▸ **Task details**:
Under this task are some entries; return every one of them exactly.

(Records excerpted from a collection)

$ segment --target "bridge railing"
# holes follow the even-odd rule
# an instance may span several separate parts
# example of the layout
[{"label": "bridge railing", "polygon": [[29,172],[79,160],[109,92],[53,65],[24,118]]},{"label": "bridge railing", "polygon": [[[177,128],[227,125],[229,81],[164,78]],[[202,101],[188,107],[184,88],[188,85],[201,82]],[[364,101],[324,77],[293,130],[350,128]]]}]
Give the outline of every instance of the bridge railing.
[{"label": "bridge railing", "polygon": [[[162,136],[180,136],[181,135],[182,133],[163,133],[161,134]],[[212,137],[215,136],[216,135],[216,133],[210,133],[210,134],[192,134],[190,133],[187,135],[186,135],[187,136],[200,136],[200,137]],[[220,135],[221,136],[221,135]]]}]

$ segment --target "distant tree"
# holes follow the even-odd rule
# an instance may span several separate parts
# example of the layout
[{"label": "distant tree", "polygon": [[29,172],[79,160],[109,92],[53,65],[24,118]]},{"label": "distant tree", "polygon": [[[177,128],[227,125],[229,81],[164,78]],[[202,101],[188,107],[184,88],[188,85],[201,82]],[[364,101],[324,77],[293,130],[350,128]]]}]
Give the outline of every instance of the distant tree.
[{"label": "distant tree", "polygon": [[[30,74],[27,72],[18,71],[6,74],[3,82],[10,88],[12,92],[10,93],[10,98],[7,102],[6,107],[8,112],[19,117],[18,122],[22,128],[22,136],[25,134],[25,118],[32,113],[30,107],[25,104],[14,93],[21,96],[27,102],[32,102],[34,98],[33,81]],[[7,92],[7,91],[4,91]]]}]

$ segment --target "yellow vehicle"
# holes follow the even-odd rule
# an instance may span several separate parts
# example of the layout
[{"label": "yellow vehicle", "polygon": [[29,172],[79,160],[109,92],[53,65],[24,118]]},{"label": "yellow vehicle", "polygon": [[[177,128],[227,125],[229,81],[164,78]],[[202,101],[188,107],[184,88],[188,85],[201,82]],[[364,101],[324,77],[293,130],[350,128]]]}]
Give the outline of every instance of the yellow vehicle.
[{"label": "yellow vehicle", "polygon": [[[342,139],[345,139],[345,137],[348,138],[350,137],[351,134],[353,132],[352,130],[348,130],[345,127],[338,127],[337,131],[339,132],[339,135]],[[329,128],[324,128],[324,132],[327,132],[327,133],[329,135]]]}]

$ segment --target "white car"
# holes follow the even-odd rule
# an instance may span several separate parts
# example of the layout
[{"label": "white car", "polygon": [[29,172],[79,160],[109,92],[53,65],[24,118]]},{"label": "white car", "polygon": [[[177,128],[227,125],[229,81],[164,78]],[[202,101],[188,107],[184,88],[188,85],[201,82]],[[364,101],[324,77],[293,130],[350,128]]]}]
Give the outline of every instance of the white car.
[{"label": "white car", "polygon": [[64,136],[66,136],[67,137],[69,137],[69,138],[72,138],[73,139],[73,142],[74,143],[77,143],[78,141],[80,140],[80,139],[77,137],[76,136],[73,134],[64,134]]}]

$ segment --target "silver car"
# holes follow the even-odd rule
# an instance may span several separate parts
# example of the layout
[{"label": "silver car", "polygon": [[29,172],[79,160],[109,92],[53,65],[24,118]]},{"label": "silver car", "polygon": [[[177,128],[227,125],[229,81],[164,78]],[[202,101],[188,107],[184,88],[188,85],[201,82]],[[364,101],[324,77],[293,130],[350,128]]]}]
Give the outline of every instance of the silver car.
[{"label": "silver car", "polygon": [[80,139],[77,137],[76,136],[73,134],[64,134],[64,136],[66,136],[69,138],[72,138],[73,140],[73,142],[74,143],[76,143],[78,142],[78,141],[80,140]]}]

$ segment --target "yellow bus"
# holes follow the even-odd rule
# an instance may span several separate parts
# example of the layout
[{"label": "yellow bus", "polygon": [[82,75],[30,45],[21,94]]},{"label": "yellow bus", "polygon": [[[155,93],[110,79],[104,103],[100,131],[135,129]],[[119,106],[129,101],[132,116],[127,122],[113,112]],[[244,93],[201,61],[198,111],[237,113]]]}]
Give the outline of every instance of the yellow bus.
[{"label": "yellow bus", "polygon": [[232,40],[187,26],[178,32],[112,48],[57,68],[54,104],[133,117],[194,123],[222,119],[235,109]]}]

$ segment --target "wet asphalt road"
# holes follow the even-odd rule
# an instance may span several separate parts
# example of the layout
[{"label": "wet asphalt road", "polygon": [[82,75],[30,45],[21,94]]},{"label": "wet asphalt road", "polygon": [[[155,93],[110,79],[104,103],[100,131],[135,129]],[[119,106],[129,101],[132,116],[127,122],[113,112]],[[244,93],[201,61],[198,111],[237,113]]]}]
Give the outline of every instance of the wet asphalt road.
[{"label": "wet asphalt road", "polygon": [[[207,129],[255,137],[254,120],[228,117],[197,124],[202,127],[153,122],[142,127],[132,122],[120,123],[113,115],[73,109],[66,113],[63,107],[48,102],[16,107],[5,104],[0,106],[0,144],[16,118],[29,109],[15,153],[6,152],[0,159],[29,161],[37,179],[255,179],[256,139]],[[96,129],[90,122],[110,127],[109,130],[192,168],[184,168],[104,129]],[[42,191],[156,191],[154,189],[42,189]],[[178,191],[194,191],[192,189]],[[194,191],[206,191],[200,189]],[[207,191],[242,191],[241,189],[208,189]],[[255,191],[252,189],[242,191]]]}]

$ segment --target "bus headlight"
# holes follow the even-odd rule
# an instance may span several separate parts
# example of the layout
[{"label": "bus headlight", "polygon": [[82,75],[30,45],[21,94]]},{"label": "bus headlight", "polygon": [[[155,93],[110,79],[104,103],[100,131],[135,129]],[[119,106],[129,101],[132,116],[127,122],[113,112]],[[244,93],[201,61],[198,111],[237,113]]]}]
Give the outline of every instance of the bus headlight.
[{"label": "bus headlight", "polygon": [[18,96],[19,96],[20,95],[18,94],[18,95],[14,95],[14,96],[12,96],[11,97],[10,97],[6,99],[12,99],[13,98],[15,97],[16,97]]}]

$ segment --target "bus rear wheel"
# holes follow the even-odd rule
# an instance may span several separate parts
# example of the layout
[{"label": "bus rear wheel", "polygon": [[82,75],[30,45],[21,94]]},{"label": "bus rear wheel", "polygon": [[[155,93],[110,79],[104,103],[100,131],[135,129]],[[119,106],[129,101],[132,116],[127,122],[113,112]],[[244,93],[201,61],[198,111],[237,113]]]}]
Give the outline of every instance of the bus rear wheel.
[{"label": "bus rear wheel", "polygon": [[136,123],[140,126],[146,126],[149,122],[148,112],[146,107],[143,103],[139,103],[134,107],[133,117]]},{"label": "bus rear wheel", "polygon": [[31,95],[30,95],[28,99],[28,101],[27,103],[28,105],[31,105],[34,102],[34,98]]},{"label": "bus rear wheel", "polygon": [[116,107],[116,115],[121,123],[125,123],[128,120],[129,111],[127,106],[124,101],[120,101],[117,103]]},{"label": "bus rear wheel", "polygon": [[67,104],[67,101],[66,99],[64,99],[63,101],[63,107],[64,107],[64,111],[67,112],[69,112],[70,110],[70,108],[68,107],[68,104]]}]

▸ **Output for this exercise**:
$ segment --target "bridge railing"
# holes follow the even-odd rule
# an instance may span several separate parts
# example of the layout
[{"label": "bridge railing", "polygon": [[29,172],[79,160],[109,92],[53,65],[24,118]]},{"label": "bridge railing", "polygon": [[[177,128],[227,125],[229,81],[164,78]],[[202,101],[188,107],[184,88],[188,85],[201,82]],[[364,101],[324,77],[293,130],[350,128]]]}]
Give the outline of every instance of the bridge railing.
[{"label": "bridge railing", "polygon": [[[162,136],[180,136],[181,135],[182,133],[163,133],[161,134]],[[212,137],[215,136],[216,135],[216,133],[210,133],[210,134],[192,134],[190,133],[187,135],[186,135],[187,136],[200,136],[200,137]],[[220,135],[221,136],[221,135]]]}]

$ segment --target "distant tree"
# holes follow the even-odd rule
# an instance may span several separate parts
# example of the layout
[{"label": "distant tree", "polygon": [[29,172],[79,160],[109,92],[53,65],[24,118]]},{"label": "distant tree", "polygon": [[[177,128],[227,125],[229,81],[164,78]],[[202,101],[188,107],[184,88],[188,85],[201,82]],[[364,101],[324,77],[293,130],[350,128]]]}]
Give the outline of every instance of the distant tree.
[{"label": "distant tree", "polygon": [[[30,74],[27,72],[18,71],[6,74],[3,82],[10,88],[12,92],[10,93],[10,98],[7,102],[6,107],[8,112],[19,117],[18,122],[22,128],[22,136],[25,134],[25,118],[32,113],[30,107],[25,104],[14,93],[21,96],[27,102],[32,102],[34,98],[33,81]],[[7,92],[7,91],[4,91]]]}]

$ segment --target "yellow vehicle"
# holes follow the even-odd rule
# an instance may span several separate parts
# example of the layout
[{"label": "yellow vehicle", "polygon": [[29,172],[79,160],[109,92],[53,65],[24,118]]},{"label": "yellow vehicle", "polygon": [[[177,128],[227,125],[229,81],[164,78]],[[202,101],[188,107],[184,88],[188,85],[201,82]],[[364,101],[324,77],[293,130],[350,128]]]}]
Give the outline of every instance of the yellow vehicle.
[{"label": "yellow vehicle", "polygon": [[[342,139],[345,139],[345,137],[348,138],[350,137],[351,134],[353,132],[352,130],[348,130],[345,127],[338,127],[337,131],[339,132],[339,135]],[[329,128],[324,128],[324,132],[327,132],[327,133],[329,135]]]}]

$ segment --target "white car"
# holes follow the even-odd rule
# an instance may span several separate parts
# example of the layout
[{"label": "white car", "polygon": [[29,172],[79,160],[109,92],[53,65],[24,118]]},{"label": "white car", "polygon": [[[177,128],[227,125],[229,81],[164,78]],[[202,101],[188,107],[184,88],[188,85],[201,82]],[[364,101],[324,77],[293,130],[350,128]]]}]
Give the outline of every instance of the white car.
[{"label": "white car", "polygon": [[64,136],[66,136],[67,137],[69,137],[69,138],[72,138],[73,139],[73,142],[74,143],[77,143],[78,141],[80,140],[80,139],[77,137],[76,136],[73,134],[64,134]]}]

$ segment --target "silver car"
# holes follow the even-odd rule
# an instance may span several separate parts
# example of the layout
[{"label": "silver car", "polygon": [[29,172],[79,160],[109,92],[53,65],[24,118]]},{"label": "silver car", "polygon": [[[177,128],[227,125],[229,81],[164,78]],[[202,101],[188,107],[184,88],[188,85],[201,82]],[[364,101],[324,77],[293,130],[350,128]]]}]
Give the outline of every instance of the silver car.
[{"label": "silver car", "polygon": [[80,139],[77,137],[76,136],[73,134],[64,134],[64,136],[66,136],[69,138],[72,138],[73,140],[73,142],[74,143],[76,143],[78,142],[78,141],[80,140]]}]

$ segment --target "yellow bus"
# holes follow the even-odd rule
# an instance may span several separate parts
# example of the layout
[{"label": "yellow bus", "polygon": [[82,75],[30,45],[21,94]]},{"label": "yellow bus", "polygon": [[[155,93],[110,79],[104,103],[100,131],[135,129]],[[119,106],[129,101],[132,116],[127,122],[113,112]],[[244,93],[201,61],[198,111],[237,113]]]}]
Give the outline of every instance of the yellow bus.
[{"label": "yellow bus", "polygon": [[232,40],[187,26],[178,32],[112,48],[57,68],[54,104],[133,117],[194,123],[222,119],[235,109]]}]

$ segment --target "wet asphalt road"
# holes follow the even-odd rule
# an instance may span several separate parts
# example of the layout
[{"label": "wet asphalt road", "polygon": [[82,75],[30,45],[21,94]]},{"label": "wet asphalt road", "polygon": [[[155,93],[110,79],[104,103],[100,131],[135,129]],[[119,106],[129,101],[132,116],[127,122],[113,112]],[[244,93],[201,61],[198,111],[237,113]]]}]
Give the outline of every instance of the wet asphalt road.
[{"label": "wet asphalt road", "polygon": [[[207,129],[255,137],[254,120],[228,117],[197,124],[202,127],[153,122],[142,127],[132,122],[120,123],[113,115],[73,109],[66,113],[63,107],[48,102],[16,107],[5,104],[0,106],[0,144],[16,118],[29,109],[15,153],[6,152],[0,159],[29,161],[37,179],[255,179],[256,139]],[[96,129],[90,122],[110,127],[109,130],[192,168],[184,168],[104,129]],[[42,191],[156,191],[154,189],[42,189]],[[178,191],[194,191],[192,189]],[[194,191],[206,191],[200,189]],[[207,191],[242,191],[241,189],[208,189]],[[255,191],[252,189],[242,191]]]}]

$ segment --target "bus headlight"
# holes follow the even-odd rule
# an instance may span several separate parts
# example of the layout
[{"label": "bus headlight", "polygon": [[82,75],[30,45],[21,94]]},{"label": "bus headlight", "polygon": [[[155,93],[110,79],[104,103],[100,131],[135,129]],[[119,106],[129,101],[132,116],[127,122],[113,112]],[[244,93],[201,61],[198,111],[237,113]]]}]
Give the outline of every instance of the bus headlight.
[{"label": "bus headlight", "polygon": [[18,96],[19,96],[20,95],[18,94],[18,95],[14,95],[14,96],[12,96],[11,97],[10,97],[6,99],[12,99],[13,98],[15,97],[16,97]]}]

$ segment --target "bus rear wheel"
# holes follow the even-odd rule
# an instance may span several separate parts
# example of the layout
[{"label": "bus rear wheel", "polygon": [[82,75],[30,45],[21,94]]},{"label": "bus rear wheel", "polygon": [[[155,93],[110,79],[104,103],[100,131],[135,129]],[[119,106],[129,101],[132,116],[127,122],[113,112]],[[244,93],[201,61],[198,111],[237,113]]]}]
Give the outline of every instance of the bus rear wheel.
[{"label": "bus rear wheel", "polygon": [[136,123],[140,126],[146,126],[149,122],[148,112],[146,107],[143,103],[139,103],[134,107],[133,117]]},{"label": "bus rear wheel", "polygon": [[31,95],[30,95],[28,99],[28,101],[27,103],[28,105],[31,105],[34,102],[34,98]]},{"label": "bus rear wheel", "polygon": [[116,107],[116,115],[121,123],[125,123],[128,120],[129,111],[127,106],[124,101],[120,101],[117,103]]},{"label": "bus rear wheel", "polygon": [[67,104],[67,101],[66,99],[64,99],[63,101],[63,107],[64,107],[64,111],[67,112],[69,112],[70,110],[70,108],[68,107],[68,104]]}]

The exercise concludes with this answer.